**Stated problem**
Pick up the passage on HETP estimates for the depropanizer packing right after its last sentence and keep writing.

**Reading passage**
* Begin *

Could the Table 11.1 data have been measured under mal distribution? The ratios of column to packing diameters range from 12 to 15; at these ratios, lateral mixing should have mitigated the pinching effects. The bed heights were low, and did not violate good redistribution practice (except for one case—and this case gave the lowest HETP!). There is no evidence to suggest maldistribution. The data therefore imply that the high HETPs are possibly system-related. These data, therefore, serve as a better basis for HETP in this example than Eq. (9.34).

The Table 11.1 data suggest that the top sections operate at HETPs of the order of 35 to 38 in with 1.5-in Pall* rings. The bottom sections have an HETP of about 29 in with 1.5-in Pall® rings, and 40 in with 2-in Pall® rings. The difference (11 in) is similar to the difference predicted from Eq. (9.34), and therefore, makes sense. It follows that for design purposes, an HETP value of 38 in is a good estimate for the top section of the depropanizer in this example, while an HETP of 40 in is a good estimate for the bottom section. Note that these values are not conservative; they match the available data.

* End *

**Recorded data**
* Begin *

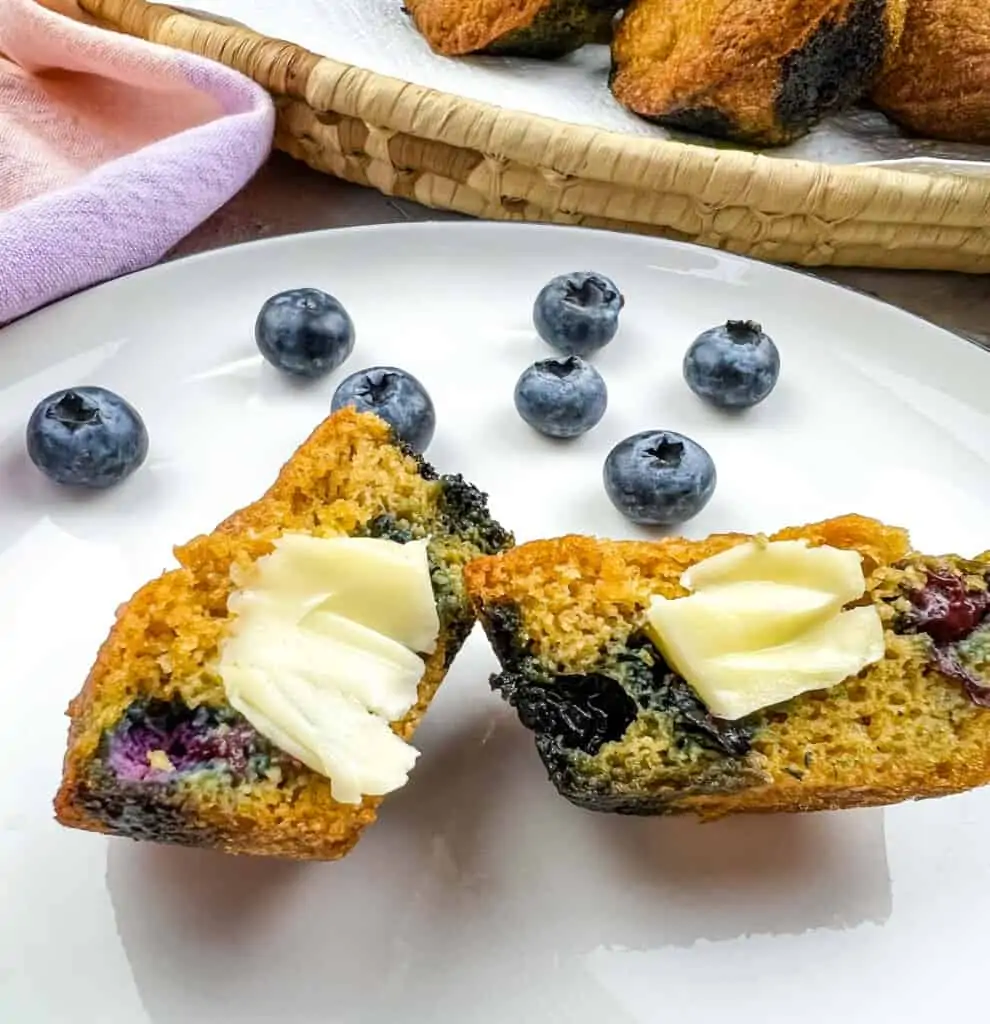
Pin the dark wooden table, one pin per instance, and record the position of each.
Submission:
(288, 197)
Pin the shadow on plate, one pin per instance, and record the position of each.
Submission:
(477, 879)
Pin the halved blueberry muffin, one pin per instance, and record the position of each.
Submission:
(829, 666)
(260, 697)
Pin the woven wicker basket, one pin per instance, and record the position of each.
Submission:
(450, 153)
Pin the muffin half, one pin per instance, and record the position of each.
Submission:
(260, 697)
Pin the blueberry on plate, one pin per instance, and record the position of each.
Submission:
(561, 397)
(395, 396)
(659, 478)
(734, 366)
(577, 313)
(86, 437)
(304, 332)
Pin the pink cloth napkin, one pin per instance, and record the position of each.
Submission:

* End *

**Answer to the exercise**
Minimum wetting. As with a tray tower, this turndown check is performed at the lowest loaded stages (8 and 9; see Table 6.10) at turned down conditions. As per Example 6.1, the problem requires turndown to 60 percent of the expected design loads. Therefore, the vapor and liquid loads shown in Table 6.10 for stages 8 and 9 are multiplied by 0.6 for the minimum wetting check.